TASKS AND EXERCISES →
1 > Rewrite the paragraph of the plant circadian clock passage below that begins "We will survey the circadian clock across multiple tissue types" as a short list, keeping its main facts.
2 > From the plant circadian clock passage below, reproduce verbatim the portion from "We will survey the" up to and including "specific marker/mutant combinations.".
═════ PASSAGE SHOWN
We will survey with cellular resolution the plant circadian clock using a recently developed assay that utilises rhythmic changes in nuclear fluorescence of clock protein YFP/GFP fusions. Our preliminary data has already demonstrated the feasibility of this approach, as we have measured single cell rhythms in seedlings for 96 hours. Our data reveals a great deal of heterogeneity between different cells missed by previous whole plant assays.

We will survey the circadian clock across multiple tissue types, using multiple promoter:protein YFP/GFP fusions. Resultant datasets will form the basis for the construction of cell-type specific clock models. This work will allow us to examine how clock network topology varies across a seedling. Validation will come through the analysis of specific marker/mutant combinations.

The dataset will also inform the construction of multi-cellular models. These models will be used to direct experiments to examine the extent, range, and mechanism of cell-cell clock coupling. Using these approaches the project will provide new insight into the structure and complexity of the plant circadian clock.

This project will survey the plant circadian clock at the cellular level across a plant seedling. The data will be used to construct cell-type specific and multi-cellular models of the plant circadian clock. This is a basic science project addressing fundamental questions about the structure and function of the circadian clock in plants. As such, the immediate audience for this work will be the scientific community. However, the microscopy and analytic methods used and computational modelling approaches developed will be of interest to the biomedical industry, specifically the multi-cellular modelling. Moreover, the circadian clock affects many important agricultural traits with a clock gene homolog responsible for the photoperiodic insensitivity of Northern European cultivars of wheat and barley. Therefore, in the long term, plant breeders will be interested in this work.
══════════
═════ GIVEN INFORMATION
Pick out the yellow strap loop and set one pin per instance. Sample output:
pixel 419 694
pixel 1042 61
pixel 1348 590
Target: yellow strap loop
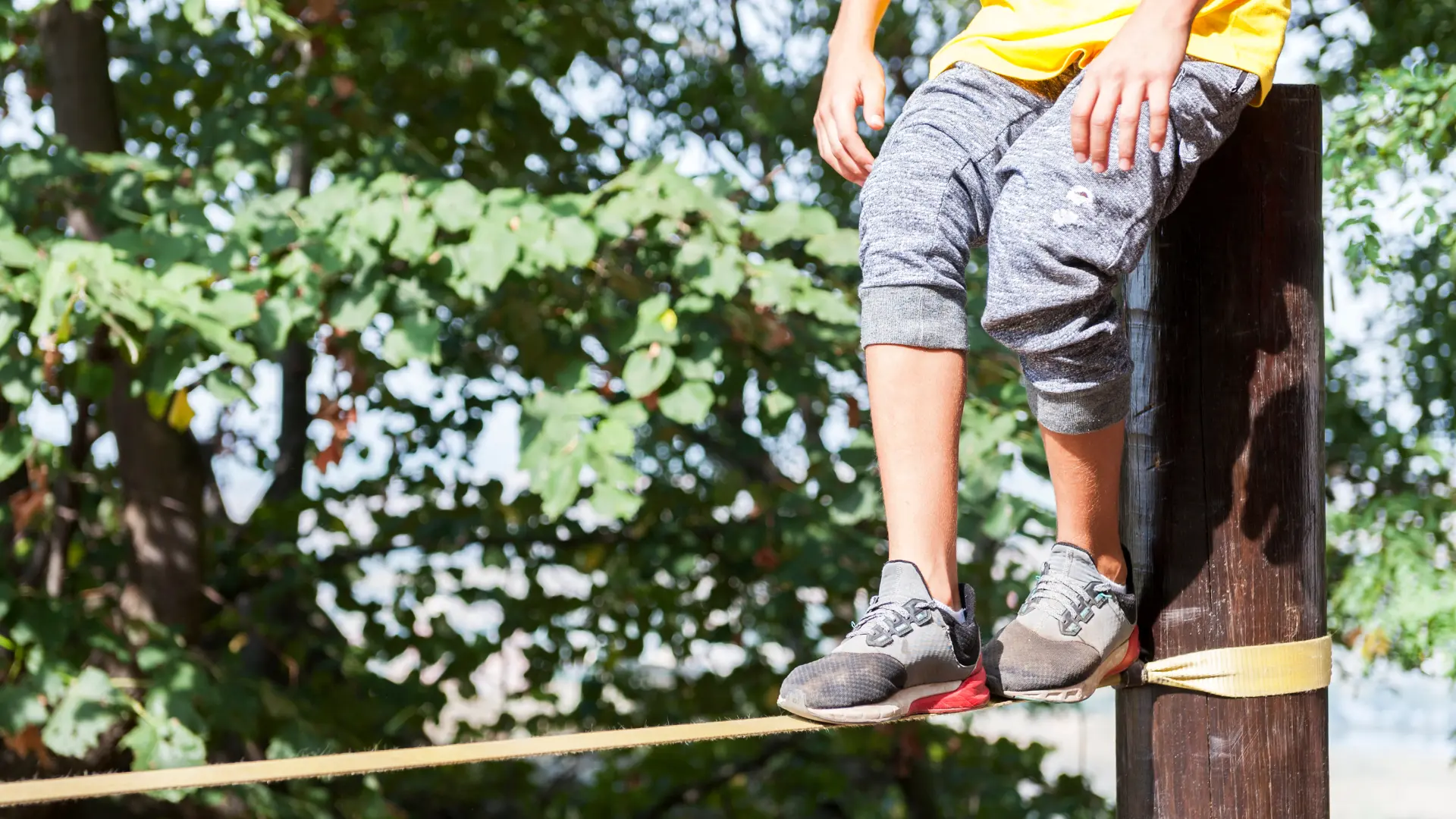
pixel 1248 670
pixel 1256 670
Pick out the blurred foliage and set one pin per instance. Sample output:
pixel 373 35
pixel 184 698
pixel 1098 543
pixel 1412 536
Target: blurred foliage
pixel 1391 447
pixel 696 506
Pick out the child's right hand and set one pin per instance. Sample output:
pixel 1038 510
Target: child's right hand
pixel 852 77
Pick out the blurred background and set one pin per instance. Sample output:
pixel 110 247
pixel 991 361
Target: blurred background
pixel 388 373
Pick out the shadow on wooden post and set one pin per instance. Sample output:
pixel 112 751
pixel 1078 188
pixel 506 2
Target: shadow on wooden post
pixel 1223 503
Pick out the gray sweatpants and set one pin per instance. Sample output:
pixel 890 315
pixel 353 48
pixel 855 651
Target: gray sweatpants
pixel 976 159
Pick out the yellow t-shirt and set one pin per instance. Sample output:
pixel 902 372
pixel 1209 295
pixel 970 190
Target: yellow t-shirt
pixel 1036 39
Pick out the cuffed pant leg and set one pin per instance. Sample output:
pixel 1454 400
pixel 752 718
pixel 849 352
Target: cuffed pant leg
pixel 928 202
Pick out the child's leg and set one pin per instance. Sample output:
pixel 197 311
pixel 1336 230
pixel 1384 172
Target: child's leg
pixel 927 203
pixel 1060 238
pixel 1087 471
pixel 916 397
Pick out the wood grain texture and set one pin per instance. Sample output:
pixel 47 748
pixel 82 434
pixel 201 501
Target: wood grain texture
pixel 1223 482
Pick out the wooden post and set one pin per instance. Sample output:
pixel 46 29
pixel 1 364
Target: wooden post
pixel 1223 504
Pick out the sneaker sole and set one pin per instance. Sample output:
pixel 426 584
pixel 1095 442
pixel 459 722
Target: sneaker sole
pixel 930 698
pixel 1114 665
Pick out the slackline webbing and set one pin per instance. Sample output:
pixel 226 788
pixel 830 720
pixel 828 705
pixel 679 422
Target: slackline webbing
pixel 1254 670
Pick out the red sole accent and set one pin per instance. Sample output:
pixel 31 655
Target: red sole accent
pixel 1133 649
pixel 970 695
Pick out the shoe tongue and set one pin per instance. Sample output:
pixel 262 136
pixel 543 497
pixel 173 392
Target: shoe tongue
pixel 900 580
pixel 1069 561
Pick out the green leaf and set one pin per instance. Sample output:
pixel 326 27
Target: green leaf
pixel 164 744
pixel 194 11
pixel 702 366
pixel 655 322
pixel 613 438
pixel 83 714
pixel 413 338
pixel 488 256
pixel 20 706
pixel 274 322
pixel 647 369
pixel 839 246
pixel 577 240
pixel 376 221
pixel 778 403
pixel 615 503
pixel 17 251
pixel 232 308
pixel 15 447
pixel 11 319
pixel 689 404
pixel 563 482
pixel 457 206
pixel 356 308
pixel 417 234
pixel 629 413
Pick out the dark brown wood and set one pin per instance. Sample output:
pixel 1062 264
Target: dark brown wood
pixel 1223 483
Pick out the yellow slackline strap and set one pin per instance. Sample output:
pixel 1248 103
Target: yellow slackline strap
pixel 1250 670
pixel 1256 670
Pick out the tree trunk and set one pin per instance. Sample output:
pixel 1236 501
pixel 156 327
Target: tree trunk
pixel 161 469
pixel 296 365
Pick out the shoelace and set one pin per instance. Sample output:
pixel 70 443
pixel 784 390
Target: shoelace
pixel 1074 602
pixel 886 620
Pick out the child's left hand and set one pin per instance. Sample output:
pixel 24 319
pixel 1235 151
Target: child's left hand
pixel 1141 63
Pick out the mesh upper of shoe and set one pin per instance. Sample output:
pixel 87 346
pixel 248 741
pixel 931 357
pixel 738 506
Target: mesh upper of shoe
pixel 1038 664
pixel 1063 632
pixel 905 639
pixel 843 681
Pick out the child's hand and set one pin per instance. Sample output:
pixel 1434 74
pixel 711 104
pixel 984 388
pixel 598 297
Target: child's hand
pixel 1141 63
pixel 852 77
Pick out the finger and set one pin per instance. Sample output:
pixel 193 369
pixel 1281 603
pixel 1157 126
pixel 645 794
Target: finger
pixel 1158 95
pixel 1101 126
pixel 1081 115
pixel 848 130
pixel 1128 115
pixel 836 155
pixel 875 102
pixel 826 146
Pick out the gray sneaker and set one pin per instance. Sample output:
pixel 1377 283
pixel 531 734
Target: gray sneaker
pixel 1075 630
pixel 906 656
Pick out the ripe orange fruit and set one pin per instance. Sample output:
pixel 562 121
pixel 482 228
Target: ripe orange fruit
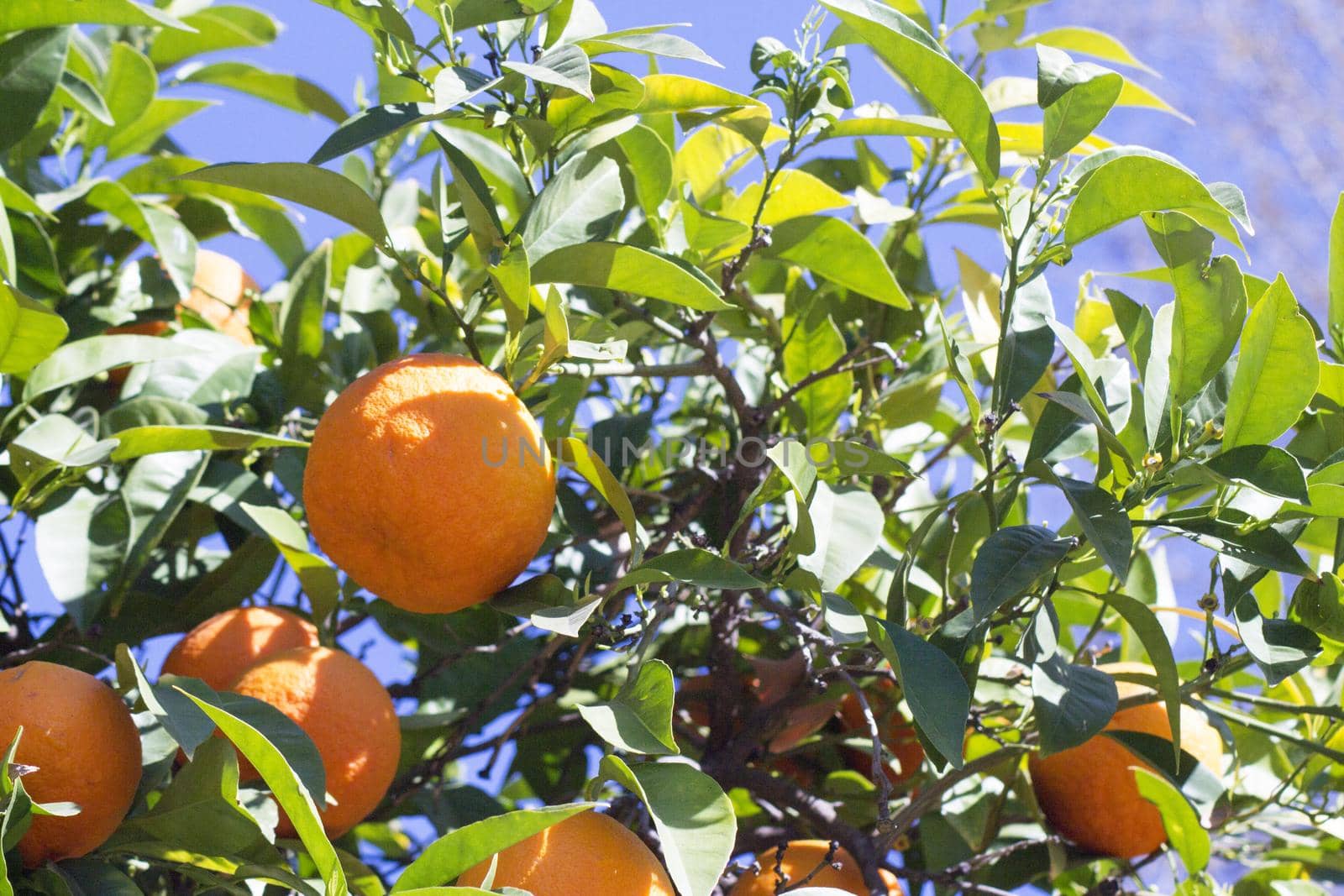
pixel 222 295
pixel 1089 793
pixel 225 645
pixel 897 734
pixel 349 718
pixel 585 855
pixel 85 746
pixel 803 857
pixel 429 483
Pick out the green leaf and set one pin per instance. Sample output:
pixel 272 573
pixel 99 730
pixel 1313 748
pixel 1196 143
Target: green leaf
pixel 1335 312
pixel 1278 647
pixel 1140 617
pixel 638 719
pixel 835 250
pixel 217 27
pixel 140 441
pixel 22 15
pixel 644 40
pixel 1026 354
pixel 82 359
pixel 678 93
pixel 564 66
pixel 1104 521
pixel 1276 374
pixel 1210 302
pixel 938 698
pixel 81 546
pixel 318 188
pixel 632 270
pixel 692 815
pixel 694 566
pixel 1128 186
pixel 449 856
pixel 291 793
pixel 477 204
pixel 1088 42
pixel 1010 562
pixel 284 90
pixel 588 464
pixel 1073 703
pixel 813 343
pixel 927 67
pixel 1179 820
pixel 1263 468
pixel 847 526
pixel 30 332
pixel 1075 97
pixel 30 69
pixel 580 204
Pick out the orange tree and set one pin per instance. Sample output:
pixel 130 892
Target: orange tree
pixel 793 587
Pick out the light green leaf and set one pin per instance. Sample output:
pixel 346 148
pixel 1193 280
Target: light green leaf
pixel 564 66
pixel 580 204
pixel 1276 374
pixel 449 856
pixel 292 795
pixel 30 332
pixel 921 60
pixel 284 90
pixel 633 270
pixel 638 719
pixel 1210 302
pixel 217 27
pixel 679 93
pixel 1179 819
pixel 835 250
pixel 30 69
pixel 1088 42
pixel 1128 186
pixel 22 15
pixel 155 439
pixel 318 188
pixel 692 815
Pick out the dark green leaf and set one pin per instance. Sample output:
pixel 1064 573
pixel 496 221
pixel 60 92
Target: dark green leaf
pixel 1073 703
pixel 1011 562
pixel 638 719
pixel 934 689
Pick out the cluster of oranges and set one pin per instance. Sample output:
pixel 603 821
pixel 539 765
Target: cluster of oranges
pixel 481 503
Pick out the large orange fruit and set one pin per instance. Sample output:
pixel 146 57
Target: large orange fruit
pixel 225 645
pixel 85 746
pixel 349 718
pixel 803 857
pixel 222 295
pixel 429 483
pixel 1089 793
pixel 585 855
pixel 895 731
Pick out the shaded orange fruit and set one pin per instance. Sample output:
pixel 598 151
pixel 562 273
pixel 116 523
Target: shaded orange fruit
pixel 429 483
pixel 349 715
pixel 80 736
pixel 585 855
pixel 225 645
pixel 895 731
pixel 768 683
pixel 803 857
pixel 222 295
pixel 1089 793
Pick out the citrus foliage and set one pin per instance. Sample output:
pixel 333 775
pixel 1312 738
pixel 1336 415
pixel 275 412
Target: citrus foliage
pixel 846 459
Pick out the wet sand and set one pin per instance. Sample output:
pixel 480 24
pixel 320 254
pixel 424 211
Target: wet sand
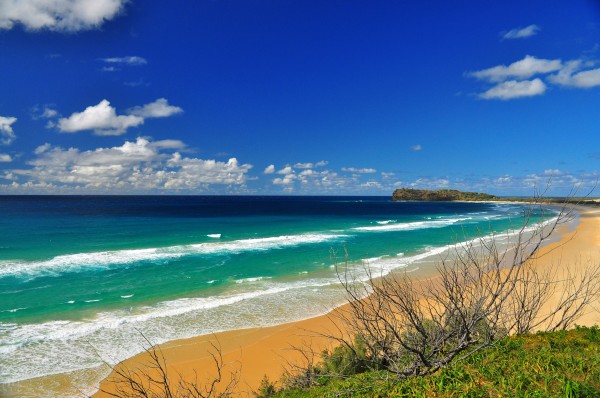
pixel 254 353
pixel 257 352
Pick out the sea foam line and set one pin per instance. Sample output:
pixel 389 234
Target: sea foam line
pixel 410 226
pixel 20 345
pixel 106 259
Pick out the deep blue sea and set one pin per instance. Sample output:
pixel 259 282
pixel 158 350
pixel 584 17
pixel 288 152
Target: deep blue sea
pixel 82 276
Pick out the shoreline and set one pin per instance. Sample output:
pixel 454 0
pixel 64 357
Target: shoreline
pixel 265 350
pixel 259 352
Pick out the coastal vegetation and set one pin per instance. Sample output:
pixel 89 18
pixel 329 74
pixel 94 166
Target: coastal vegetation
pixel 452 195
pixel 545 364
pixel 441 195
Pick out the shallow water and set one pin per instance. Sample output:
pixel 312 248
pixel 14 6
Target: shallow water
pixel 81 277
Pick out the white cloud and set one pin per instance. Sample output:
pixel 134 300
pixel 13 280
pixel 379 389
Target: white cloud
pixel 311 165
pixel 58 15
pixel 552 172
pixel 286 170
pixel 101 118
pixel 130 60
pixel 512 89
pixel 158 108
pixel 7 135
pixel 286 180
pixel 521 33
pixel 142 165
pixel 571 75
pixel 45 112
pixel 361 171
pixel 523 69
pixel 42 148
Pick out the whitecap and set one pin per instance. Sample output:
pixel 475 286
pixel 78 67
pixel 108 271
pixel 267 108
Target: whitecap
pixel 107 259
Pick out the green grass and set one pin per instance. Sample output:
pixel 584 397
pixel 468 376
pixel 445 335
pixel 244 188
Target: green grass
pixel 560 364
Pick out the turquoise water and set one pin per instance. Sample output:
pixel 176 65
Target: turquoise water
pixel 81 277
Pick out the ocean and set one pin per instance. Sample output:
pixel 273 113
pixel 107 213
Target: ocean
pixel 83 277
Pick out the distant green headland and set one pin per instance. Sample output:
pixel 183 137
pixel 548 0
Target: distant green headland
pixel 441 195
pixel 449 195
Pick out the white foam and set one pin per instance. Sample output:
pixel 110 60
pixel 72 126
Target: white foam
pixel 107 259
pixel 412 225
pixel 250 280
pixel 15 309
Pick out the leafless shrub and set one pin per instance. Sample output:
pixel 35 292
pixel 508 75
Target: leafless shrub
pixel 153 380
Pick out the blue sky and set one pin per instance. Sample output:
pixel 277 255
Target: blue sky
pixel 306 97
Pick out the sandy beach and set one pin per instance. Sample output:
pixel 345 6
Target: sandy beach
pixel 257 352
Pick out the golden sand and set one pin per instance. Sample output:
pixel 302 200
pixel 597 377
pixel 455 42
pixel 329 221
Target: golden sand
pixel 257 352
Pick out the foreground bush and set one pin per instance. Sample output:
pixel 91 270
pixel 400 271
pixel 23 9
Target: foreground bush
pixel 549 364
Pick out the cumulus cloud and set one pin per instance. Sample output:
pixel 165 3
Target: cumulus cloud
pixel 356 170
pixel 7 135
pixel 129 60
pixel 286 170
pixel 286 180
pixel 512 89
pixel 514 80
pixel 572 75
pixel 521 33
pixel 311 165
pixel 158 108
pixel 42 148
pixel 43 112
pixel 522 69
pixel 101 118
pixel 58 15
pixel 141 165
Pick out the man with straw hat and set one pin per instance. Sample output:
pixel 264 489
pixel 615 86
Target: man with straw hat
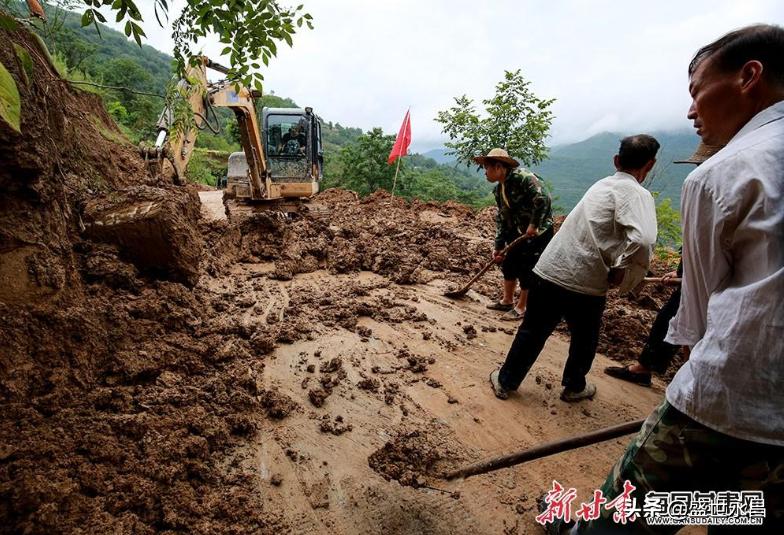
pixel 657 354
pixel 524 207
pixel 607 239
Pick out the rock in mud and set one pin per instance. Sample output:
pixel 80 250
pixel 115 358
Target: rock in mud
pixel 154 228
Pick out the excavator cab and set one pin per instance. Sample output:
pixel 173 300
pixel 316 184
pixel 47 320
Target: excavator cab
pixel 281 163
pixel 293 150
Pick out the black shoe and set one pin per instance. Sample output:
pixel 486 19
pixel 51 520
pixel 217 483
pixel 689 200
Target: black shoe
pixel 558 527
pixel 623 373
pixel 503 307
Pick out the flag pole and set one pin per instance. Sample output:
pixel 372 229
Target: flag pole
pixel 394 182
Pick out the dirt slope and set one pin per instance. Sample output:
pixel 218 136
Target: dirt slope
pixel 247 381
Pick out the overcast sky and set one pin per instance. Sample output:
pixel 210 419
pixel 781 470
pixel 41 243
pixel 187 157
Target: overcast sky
══════════
ACTIVITY ANSWERS →
1 >
- The circadian clock will be surveyed across multiple tissue types using multiple promoter:protein YFP/GFP fusions.
- The resulting datasets will underpin cell-type specific clock models.
- The work will show how clock network topology varies across a seedling.
- Validation will come from analyzing specific marker/mutant combinations.

2 >
We will survey the circadian clock across multiple tissue types, using multiple promoter:protein YFP/GFP fusions. Resultant datasets will form the basis for the construction of cell-type specific clock models. This work will allow us to examine how clock network topology varies across a seedling. Validation will come through the analysis of specific marker/mutant combinations.